Find "For every instance of the short" and "For every instance of the smartphone, the" in the records below. Copy the lines holding them and every line between, exactly, and no others.

• [STUDY MATERIAL]:
Start of Block

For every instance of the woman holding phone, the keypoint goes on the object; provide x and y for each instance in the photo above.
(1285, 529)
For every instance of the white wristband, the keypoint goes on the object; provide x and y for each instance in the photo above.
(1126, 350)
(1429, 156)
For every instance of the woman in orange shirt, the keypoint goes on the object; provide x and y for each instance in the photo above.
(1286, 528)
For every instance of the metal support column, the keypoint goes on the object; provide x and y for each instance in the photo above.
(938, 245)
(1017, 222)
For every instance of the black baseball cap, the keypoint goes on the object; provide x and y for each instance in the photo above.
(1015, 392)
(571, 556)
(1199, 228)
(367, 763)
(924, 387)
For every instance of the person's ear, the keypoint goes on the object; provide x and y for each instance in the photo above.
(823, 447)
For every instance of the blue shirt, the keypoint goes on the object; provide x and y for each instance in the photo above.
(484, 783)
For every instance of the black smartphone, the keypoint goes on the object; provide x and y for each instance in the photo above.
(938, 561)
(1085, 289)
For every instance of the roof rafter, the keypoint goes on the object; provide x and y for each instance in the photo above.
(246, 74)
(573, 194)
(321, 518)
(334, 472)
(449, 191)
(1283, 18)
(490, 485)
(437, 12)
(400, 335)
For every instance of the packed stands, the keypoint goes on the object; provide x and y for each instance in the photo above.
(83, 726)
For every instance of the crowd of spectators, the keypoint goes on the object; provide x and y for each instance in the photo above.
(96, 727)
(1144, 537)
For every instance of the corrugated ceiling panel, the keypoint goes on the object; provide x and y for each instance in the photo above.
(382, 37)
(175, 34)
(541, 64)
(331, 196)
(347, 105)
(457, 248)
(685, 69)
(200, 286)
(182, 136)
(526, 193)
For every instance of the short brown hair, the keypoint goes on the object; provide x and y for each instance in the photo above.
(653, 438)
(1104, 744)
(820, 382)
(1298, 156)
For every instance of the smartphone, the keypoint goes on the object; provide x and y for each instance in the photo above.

End of Block
Start of Block

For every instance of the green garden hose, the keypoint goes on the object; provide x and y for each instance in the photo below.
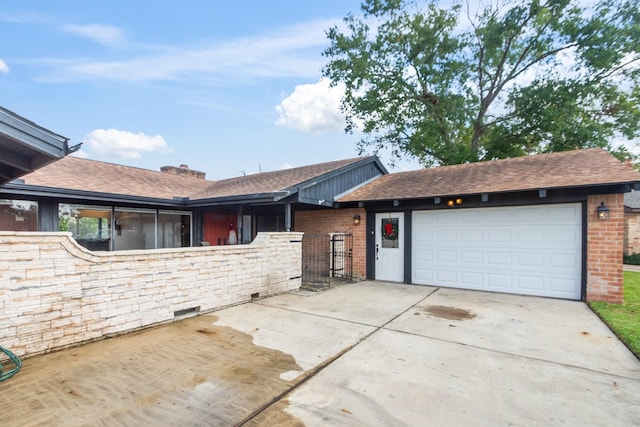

End of Block
Start of Block

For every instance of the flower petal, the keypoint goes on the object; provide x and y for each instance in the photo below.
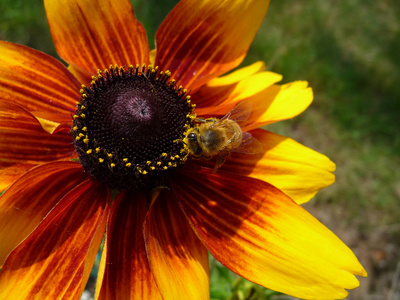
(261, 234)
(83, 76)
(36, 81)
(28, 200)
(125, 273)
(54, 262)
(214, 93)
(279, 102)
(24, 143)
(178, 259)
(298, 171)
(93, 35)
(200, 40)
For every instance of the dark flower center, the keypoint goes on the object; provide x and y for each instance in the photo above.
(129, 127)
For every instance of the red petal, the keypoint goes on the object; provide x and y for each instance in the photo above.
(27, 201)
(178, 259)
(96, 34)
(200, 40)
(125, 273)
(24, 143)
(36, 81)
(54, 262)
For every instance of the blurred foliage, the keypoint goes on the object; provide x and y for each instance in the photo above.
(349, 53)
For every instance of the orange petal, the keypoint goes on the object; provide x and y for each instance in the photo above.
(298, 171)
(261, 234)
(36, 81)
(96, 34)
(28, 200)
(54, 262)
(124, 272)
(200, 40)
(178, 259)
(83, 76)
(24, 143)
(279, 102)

End of Block

• [SOLVED EXERCISE]:
For every instance of the short brown hair, the keypoint goes on the object; provide x and y for each instance in the photo above.
(653, 438)
(1104, 744)
(820, 382)
(1298, 156)
For every instance of the smartphone, the keypoint goes on the object; provide x and y for each instance in the photo above.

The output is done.